OBJECTIVE – How many lines in the listing below contain the string "roof"? Case counts. Reply with the number alone.

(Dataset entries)
____________
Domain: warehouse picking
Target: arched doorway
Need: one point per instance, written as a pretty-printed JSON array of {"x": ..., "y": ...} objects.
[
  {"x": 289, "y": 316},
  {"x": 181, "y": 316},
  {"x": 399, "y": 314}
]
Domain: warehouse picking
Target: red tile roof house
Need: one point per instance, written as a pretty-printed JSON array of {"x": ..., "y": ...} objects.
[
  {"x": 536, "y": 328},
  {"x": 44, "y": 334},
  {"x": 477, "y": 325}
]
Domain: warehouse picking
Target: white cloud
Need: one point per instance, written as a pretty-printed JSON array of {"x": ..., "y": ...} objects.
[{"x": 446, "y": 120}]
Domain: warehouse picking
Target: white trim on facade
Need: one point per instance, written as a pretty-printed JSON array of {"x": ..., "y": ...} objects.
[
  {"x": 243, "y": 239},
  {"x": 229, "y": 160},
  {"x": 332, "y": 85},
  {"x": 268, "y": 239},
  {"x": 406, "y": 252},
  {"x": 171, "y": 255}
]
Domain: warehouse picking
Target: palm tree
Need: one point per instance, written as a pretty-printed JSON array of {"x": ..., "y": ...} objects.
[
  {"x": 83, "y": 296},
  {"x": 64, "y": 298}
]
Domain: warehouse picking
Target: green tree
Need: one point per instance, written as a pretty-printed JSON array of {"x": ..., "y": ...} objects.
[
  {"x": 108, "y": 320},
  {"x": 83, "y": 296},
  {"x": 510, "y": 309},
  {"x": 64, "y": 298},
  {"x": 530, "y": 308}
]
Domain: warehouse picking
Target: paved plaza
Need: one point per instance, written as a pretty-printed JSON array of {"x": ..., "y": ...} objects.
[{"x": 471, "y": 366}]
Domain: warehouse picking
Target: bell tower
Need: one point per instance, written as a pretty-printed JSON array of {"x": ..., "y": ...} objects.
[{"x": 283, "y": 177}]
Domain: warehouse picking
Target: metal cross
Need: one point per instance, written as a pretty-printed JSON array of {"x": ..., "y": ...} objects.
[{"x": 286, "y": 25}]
____________
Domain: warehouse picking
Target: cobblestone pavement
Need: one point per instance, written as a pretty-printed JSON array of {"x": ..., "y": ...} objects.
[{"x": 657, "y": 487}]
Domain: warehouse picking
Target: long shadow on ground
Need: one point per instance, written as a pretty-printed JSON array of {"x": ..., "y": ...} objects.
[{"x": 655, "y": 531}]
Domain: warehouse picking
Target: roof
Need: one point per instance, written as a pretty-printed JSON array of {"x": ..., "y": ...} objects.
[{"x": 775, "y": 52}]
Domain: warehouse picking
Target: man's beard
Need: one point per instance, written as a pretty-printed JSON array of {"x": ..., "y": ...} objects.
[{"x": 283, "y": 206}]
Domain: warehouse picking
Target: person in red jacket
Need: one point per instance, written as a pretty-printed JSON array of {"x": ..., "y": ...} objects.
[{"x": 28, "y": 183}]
____________
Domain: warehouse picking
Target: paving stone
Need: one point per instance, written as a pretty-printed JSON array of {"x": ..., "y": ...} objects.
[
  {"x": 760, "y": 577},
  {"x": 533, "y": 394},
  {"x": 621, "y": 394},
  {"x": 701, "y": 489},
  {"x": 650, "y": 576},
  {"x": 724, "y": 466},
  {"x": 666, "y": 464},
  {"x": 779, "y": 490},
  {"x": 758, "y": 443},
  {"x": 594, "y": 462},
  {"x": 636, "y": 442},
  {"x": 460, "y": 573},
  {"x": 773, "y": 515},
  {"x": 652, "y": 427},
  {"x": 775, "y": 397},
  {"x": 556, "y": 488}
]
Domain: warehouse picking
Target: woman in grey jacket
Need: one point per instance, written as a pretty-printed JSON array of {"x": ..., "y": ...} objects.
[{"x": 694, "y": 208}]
____________
TASK ANSWER – 2